▶ TASK TO COMPLETE
The required output consists solely of the lines from the line containing "of the street" through the end of the records, copied exactly.

▶ DATA SHOWN

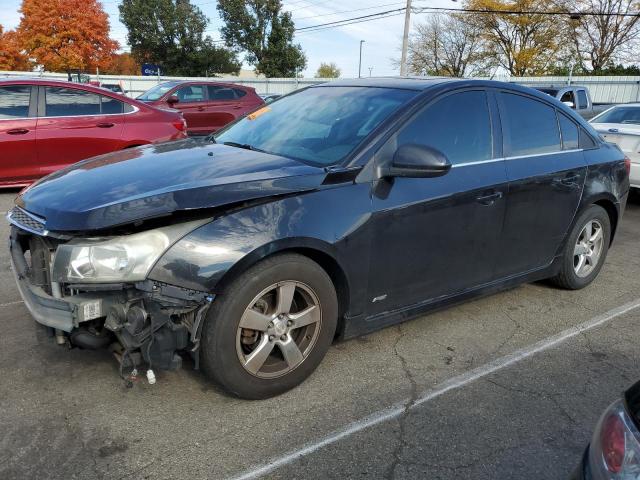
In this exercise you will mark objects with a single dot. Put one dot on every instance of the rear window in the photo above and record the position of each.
(530, 127)
(222, 93)
(14, 101)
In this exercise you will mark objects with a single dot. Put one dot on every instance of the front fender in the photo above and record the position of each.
(334, 222)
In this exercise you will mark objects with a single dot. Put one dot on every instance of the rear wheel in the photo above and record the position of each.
(270, 328)
(586, 249)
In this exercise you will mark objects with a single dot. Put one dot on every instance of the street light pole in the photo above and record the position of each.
(360, 61)
(405, 39)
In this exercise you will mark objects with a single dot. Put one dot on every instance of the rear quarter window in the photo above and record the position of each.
(529, 126)
(14, 101)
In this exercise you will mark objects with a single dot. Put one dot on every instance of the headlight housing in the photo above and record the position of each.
(127, 258)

▶ YOUR SOLUTION
In this exercise you will mark objects with a single dot. Put one dot on every instance of the street light pole in the photo above and record the position of each.
(360, 61)
(405, 39)
In this exercise you will mark objects with a single dot. Put one dot on every instance of the rear quarter window in the photo above and record the position of each.
(529, 126)
(14, 101)
In this exercise you will mark objects with a single dot. Put one dot on every instance of the headlight housing in the photo above and record the position of each.
(127, 258)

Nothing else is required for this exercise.